(Recorded data)
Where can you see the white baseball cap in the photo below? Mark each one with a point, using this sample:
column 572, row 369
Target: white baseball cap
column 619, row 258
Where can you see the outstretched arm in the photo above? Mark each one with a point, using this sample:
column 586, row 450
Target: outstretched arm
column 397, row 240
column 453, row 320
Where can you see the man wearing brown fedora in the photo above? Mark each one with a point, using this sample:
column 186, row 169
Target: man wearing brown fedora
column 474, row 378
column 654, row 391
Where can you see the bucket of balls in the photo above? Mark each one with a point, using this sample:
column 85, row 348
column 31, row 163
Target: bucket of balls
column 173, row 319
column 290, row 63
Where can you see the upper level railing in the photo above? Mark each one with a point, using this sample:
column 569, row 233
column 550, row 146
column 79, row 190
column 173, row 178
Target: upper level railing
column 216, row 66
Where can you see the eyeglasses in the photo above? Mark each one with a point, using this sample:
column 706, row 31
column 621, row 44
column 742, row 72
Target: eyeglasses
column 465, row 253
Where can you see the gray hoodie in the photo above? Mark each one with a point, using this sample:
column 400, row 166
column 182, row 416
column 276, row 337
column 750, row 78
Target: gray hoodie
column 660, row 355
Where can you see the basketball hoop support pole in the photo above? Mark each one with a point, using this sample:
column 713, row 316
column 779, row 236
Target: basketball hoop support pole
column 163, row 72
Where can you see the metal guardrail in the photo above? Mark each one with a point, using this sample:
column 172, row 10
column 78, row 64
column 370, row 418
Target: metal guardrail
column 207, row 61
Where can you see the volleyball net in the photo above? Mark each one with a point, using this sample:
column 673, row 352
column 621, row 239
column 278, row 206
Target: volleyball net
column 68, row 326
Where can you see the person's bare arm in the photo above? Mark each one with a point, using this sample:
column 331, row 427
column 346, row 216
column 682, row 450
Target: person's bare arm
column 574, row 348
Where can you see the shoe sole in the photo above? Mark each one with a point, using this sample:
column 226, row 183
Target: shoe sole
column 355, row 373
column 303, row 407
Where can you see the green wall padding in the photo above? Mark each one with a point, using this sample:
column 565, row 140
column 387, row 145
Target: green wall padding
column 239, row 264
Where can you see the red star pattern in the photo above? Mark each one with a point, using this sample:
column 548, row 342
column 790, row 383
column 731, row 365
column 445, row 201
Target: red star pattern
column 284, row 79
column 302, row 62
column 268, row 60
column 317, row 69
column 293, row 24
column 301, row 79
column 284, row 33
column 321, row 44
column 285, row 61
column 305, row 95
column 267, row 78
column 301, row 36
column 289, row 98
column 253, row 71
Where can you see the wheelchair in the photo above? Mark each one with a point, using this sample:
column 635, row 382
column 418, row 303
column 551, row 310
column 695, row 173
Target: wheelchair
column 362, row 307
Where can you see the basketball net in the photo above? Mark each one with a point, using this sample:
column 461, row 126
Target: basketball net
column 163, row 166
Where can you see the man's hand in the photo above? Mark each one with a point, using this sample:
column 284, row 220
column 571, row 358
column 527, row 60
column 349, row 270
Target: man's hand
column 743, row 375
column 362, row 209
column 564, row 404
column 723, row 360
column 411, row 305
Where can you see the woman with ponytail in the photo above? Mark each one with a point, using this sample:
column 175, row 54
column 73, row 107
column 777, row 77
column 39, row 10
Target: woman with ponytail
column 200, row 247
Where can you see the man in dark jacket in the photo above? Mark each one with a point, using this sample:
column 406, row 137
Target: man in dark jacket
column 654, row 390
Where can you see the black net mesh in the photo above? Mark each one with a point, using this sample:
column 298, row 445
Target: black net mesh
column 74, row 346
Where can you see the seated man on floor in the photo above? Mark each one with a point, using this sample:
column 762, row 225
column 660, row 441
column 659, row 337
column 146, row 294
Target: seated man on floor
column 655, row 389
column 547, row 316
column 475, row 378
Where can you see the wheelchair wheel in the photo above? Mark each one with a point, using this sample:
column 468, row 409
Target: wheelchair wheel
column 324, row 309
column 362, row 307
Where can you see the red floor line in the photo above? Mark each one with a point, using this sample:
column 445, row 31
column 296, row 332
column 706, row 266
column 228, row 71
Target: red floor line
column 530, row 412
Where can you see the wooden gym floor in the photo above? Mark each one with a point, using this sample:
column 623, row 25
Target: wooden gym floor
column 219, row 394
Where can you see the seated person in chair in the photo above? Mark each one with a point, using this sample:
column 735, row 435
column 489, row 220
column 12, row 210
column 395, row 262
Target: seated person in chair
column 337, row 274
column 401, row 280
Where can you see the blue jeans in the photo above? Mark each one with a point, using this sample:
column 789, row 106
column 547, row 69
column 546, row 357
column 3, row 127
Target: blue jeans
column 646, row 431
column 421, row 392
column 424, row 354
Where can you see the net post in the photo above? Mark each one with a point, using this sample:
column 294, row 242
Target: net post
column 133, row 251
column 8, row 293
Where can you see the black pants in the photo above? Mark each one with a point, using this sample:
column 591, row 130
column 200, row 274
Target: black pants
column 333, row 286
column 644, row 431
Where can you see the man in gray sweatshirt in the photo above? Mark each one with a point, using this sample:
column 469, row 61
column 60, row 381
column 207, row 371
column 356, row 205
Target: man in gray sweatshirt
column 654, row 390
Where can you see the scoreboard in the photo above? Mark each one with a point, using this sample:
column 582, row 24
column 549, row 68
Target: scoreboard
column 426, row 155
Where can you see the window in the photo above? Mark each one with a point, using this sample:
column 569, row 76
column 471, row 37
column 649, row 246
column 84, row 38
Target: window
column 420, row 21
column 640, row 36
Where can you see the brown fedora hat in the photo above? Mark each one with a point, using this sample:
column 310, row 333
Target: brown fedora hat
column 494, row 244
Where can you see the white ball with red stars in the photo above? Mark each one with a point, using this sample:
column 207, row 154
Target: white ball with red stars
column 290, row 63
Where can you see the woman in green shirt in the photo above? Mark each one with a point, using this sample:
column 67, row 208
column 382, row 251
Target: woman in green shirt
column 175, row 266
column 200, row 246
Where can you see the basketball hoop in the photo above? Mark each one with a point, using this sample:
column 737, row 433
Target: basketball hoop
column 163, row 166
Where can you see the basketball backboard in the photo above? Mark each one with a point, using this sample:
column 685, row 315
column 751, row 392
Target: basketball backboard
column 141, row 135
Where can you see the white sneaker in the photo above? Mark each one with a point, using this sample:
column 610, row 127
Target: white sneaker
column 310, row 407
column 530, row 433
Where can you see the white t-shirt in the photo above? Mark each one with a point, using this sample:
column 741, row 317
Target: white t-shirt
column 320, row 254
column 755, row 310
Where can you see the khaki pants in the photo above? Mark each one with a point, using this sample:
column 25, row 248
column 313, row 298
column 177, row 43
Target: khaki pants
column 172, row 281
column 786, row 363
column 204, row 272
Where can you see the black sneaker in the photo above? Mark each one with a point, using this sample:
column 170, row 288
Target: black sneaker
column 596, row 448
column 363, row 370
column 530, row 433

---

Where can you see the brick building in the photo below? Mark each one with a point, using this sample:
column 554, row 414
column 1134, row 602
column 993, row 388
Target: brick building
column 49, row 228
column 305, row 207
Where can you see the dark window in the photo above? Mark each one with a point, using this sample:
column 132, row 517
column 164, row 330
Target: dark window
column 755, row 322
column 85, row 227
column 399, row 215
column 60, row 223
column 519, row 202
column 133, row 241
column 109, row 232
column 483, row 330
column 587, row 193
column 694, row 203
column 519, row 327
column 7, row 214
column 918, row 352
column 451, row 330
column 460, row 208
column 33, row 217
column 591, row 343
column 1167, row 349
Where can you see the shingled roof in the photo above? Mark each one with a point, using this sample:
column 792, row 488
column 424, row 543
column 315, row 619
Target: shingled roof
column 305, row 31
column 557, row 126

### Exercise instructions
Copy the stretch of the records above that runs from the line with "Where can you see the white baseball" through the line with "column 186, row 169". Both end lines belong in the copy, and nothing else does.

### Result of this task
Where can you see the white baseball cap in the photo below? Mark each one with a point, using this sample:
column 572, row 369
Target: white baseball cap
column 619, row 258
Where can you see the outstretched arm in the photo above? Mark each one with a point, using this sample:
column 586, row 450
Target: outstretched arm
column 397, row 240
column 453, row 320
Where can you see the man wearing brown fedora in the photo above? Mark each one with a point, using this sample:
column 186, row 169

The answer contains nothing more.